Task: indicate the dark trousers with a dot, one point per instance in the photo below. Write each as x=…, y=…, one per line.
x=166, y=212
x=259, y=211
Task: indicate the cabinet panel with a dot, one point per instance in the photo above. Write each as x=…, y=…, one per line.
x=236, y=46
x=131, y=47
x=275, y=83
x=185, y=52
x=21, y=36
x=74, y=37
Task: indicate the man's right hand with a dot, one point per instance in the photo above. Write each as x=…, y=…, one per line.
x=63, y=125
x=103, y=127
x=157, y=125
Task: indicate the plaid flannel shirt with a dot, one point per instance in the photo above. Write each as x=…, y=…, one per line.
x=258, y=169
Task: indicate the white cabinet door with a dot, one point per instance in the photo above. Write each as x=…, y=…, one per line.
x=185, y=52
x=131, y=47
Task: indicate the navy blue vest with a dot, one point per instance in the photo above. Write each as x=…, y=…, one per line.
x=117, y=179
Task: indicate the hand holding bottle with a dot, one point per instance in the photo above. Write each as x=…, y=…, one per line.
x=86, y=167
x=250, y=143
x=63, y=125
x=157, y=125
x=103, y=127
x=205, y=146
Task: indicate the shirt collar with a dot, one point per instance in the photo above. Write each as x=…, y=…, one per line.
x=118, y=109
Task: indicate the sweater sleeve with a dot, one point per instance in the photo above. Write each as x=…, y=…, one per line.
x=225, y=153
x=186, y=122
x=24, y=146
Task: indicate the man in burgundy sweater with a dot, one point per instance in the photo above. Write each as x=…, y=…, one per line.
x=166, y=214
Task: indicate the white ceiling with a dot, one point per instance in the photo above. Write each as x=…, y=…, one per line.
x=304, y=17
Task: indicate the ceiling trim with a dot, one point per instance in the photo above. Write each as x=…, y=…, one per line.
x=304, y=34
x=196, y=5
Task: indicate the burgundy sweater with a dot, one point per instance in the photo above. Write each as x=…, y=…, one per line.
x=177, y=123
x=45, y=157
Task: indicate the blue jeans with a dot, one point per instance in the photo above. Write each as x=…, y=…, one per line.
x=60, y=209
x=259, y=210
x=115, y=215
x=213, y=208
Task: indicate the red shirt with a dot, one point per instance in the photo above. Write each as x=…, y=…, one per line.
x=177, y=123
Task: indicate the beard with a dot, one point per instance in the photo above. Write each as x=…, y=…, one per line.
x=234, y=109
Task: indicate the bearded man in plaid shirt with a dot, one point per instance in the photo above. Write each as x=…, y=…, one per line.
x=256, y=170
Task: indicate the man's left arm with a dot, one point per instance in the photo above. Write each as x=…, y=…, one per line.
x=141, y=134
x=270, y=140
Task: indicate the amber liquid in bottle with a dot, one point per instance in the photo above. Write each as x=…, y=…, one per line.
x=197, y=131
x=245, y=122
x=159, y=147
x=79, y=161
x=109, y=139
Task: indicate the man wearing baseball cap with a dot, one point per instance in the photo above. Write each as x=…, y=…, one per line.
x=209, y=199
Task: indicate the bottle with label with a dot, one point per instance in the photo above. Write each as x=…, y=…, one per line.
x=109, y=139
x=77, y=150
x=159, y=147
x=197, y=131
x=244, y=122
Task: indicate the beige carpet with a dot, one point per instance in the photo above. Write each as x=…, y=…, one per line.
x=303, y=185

^^^^^^^^^^^^^^^^

- _PROBLEM_:
In your answer, repeat each line of the material word for word.

- _PROBLEM SOLUTION_:
Task: indicate the dark trousers with a dot, one point per instance in the photo below. Write each as x=…, y=…, one per line.
x=166, y=212
x=259, y=211
Task: indicate the cabinet panel with a dot, one point per instance in the photo above. Write each as x=…, y=…, one per line.
x=236, y=46
x=131, y=47
x=275, y=83
x=185, y=52
x=21, y=36
x=74, y=37
Task: indicate the man's right hand with a dot, one point per instance in the photo above. Write each as x=…, y=…, one per line.
x=63, y=125
x=103, y=127
x=157, y=125
Task: indicate the plaid flannel shirt with a dot, one point per instance in the photo above. Write each as x=…, y=…, one per line.
x=258, y=169
Task: indicate the white cabinet door with a dot, one point per instance in the photo above. Write each as x=…, y=…, one per line.
x=185, y=52
x=131, y=47
Task: indicate the navy blue vest with a dot, one point per instance in the photo above. Write each as x=…, y=…, one per line.
x=117, y=179
Task: indicate the hand holding bottle with a dot, one point per instance in the photo above. Write each as x=…, y=…, one per line.
x=86, y=167
x=250, y=143
x=63, y=125
x=157, y=125
x=103, y=127
x=205, y=146
Task: indicate the shirt collar with a dot, one point per instance in the photo above. Write each as x=…, y=…, one per line.
x=118, y=109
Task: indicate the sweater sleeve with a dot, one point per instance in the photo above. Write each as x=…, y=…, one per line.
x=225, y=153
x=186, y=122
x=24, y=146
Task: indicate the man in burgundy sweater with a dot, one point per instance in the photo above. Write each as x=…, y=…, one per line.
x=166, y=214
Task: indicate the white ceiling with a dot, one point per instance in the photo above. Write each as x=…, y=…, one per line.
x=304, y=17
Task: indicate the ceiling trim with a dot, one point per instance in the photo above. Write each as x=…, y=…, one per line.
x=304, y=34
x=196, y=5
Task: indicate the burgundy sweater with a dot, one point per instance in the photo above. Write each as x=…, y=…, one per line.
x=177, y=123
x=45, y=157
Task: indicate the blue jeans with a dot, one point per instance in the photo above. Write each as x=…, y=…, one per line.
x=60, y=209
x=259, y=210
x=115, y=215
x=213, y=208
Task: indicate the red shirt with a dot, one point per instance in the photo above. Write each as x=…, y=…, one per line.
x=177, y=123
Task: indicate the beard with a dot, one point per instance in the photo above. Write each as x=…, y=…, one per line.
x=234, y=109
Task: indicate the bearded man in plaid shirt with a dot, one point per instance in the photo above. Write each as x=…, y=…, one per line.
x=256, y=170
Task: indicate the man's left arm with a dot, one point per instance in the photo above. Write each as x=…, y=…, one per line.
x=141, y=134
x=270, y=140
Task: indicate the amber liquid in bottle with a dot, one point per instance in the photo above. Write each as x=…, y=…, one per line.
x=197, y=131
x=245, y=122
x=159, y=147
x=79, y=161
x=109, y=139
Task: indicate the man wearing baseball cap with a dot, one point per instance in the photo above. Write each as x=…, y=…, one per line.
x=209, y=199
Task: indicate the bottle with label with a dot, one point per instance in the photo above. Write each as x=…, y=…, one per line.
x=109, y=139
x=77, y=150
x=159, y=147
x=197, y=131
x=244, y=122
Task: indicate the beige carpet with a dot, one point per instance in the photo above. Write each as x=…, y=…, one per line.
x=303, y=185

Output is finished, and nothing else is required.